START TEXT EXCERPT
Skip to main content

BudgetGuard

BudgetGuard is a context manager that tracks cumulative token and USD usage for every LLM call made inside its with block.
from actguard import BudgetGuard

with BudgetGuard(user_id="alice", usd_limit=0.10) as guard:
    # all LLM calls here are tracked
    ...

# guard.tokens_used and guard.usd_used are available after exit

Parameters

ParameterTypeDescription
user_idstrIdentifier for the budget owner. Included in BudgetExceededError messages.
token_limitint | NoneMax total tokens (input + output). None means no limit.
usd_limitfloat | NoneMax total USD cost. None means no limit.
At least one limit is recommended. If both are None, actguard still tracks usage, but never raises.

Post-context properties

After the with block exits, guard.tokens_used and guard.usd_used are still readable:
with BudgetGuard(user_id="alice", usd_limit=1.00) as guard:
    ...

print(guard.tokens_used)  # total tokens consumed
print(guard.usd_used)     # total USD cost

Limits

How limits are checked

Limits are checked before and after every LLM call:
  1. Pre-check — if the accumulated usage already meets or exceeds the limit at the start of a call, BudgetExceededError is raised immediately. The SDK call is never made.
END TEXT EXCERPT
START MATERIAL SHOWN
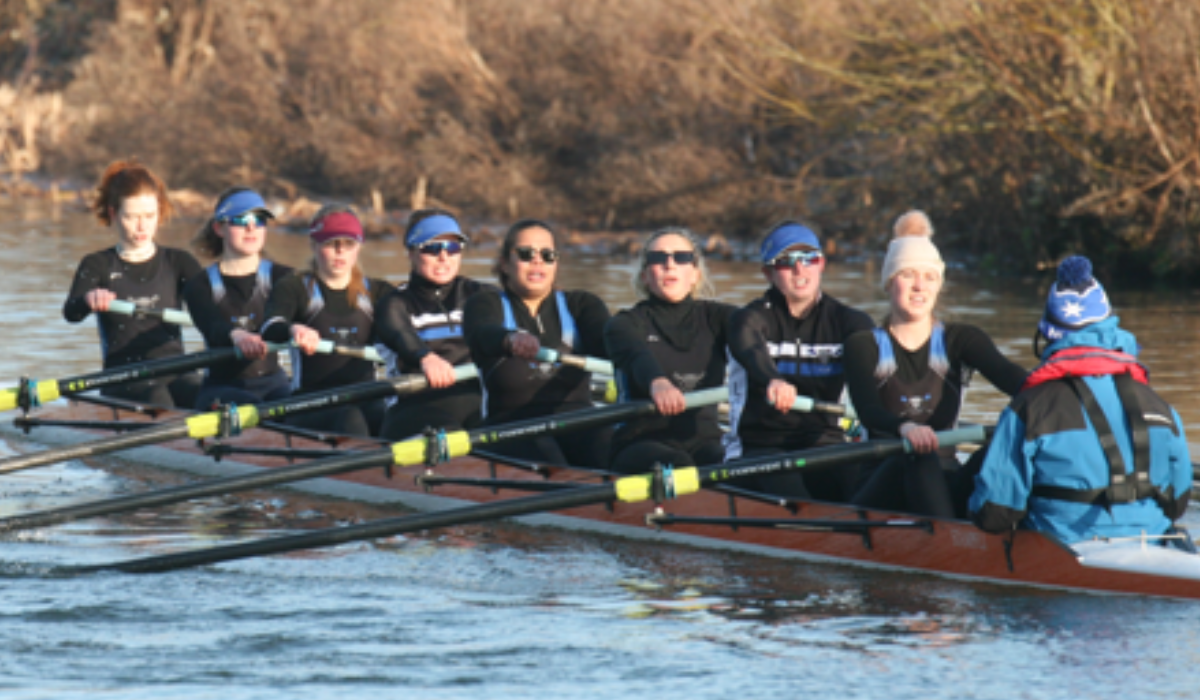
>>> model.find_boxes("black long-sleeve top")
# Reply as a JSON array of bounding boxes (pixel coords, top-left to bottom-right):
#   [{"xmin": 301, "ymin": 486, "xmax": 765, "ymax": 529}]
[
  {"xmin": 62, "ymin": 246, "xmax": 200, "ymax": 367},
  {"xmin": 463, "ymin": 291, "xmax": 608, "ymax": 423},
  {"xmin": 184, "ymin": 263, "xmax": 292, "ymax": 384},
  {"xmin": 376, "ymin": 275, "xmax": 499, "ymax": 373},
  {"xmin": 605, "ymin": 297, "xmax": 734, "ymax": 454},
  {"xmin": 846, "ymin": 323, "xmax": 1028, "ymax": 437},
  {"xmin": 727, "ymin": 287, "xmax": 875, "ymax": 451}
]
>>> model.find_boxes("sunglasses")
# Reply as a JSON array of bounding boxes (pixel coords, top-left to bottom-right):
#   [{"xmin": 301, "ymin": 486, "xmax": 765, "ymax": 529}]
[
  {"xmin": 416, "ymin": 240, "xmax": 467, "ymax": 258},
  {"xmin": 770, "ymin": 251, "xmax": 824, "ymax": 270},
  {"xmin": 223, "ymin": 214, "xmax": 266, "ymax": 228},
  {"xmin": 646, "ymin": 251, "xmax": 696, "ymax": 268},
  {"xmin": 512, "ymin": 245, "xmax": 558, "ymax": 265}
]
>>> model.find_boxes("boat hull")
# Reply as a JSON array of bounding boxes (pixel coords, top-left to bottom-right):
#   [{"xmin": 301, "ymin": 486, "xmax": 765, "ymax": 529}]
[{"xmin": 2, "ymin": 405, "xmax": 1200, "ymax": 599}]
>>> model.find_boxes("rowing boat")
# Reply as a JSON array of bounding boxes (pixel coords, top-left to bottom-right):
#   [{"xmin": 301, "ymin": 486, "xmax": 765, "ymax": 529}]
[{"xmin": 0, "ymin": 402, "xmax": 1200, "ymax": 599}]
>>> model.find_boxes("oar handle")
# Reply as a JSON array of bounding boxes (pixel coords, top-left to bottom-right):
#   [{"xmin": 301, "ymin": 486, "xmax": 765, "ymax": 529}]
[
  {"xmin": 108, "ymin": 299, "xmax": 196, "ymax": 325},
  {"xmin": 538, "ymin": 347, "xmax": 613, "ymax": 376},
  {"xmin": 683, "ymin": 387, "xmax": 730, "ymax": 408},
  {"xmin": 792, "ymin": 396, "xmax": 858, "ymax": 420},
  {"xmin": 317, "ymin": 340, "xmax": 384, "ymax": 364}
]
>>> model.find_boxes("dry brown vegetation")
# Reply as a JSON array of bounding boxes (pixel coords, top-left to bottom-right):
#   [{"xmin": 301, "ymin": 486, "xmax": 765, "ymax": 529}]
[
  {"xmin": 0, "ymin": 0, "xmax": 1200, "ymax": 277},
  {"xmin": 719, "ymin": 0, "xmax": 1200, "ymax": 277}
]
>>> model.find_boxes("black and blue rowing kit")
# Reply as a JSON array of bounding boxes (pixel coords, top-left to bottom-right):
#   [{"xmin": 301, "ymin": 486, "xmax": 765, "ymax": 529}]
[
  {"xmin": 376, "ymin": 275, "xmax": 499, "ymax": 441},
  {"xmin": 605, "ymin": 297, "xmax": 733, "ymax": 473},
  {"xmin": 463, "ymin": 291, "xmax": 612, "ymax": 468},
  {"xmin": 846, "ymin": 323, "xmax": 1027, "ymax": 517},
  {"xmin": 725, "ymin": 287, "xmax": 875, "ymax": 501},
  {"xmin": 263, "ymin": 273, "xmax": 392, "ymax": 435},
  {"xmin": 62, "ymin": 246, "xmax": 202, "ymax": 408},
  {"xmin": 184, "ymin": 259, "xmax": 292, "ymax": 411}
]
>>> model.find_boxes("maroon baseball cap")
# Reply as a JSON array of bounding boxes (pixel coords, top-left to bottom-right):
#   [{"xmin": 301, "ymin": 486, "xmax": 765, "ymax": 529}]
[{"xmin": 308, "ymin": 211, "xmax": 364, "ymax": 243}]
END MATERIAL SHOWN
• **PROBLEMS TO SOLVE**
(a) In the BudgetGuard documentation, what happens if accumulated usage already meets or exceeds the limit when a call starts?
(b) Shorten the paragraph of the BudgetGuard documentation that begins "At least one limit is recommended" while keeping its main facts.
(c) Continue the BudgetGuard documentation from its last sentence.

• **ANSWER SECTION**
(a) BudgetExceededError is raised immediately, and the SDK call is never made.

(b) Setting at least one limit is advised. With both limits set to None, actguard tracks usage but never raises.

(c)
  2. Post-check — after the response (or stream) is fully read, usage is added and the limit is checked again.
This means the error is raised at the earliest detectable moment. For a non-streaming call, that’s synchronously on return. For a streaming call, it’s after the final usage chunk is yielded.

Token counting

Tokens are counted as input_tokens + output_tokens reported by the provider. The exact fields vary by provider — actguard normalises them internally.

USD cost

USD cost is computed from a built-in pricing table keyed by provider and model name. If a model is not in the table, cost is recorded as $0.00 and a UserWarning is emitted. You can open an issue or PR to add missing models.

Context isolation

Budget state lives in a ContextVar. This gives strong isolation guarantees:
  • Threads — each thread has its own context; concurrent guards don’t bleed into each other.
  • Async tasks — each asyncio task inherits a copy of the context at creation time. A guard started in one task is invisible to a sibling task.
  • Nested guards — inner guards don’t inherit the outer guard’s accumulated totals.
with BudgetGuard(user_id="outer", usd_limit=1.00) as outer:
    call_llm()  # counted toward outer

    with BudgetGuard(user_id="inner", usd_limit=0.05) as inner:
        call_llm()  # counted toward inner only

    # outer still tracks its own calls; inner's usage is isolated

Tool runtime context

RunContext provides per-run state for tool decorators that need cross-call memory.
from actguard import RunContext

with RunContext(run_id="req-123"):
    ...

What state is stored

  • Attempt counters per tool (max_attempts)
  • Idempotency records per (tool_id, idempotency_key) (idempotent)
  • Run identifier used by related exceptions

Isolation semantics

  • Per run: a new RunContext starts with fresh attempt counters and idempotency state.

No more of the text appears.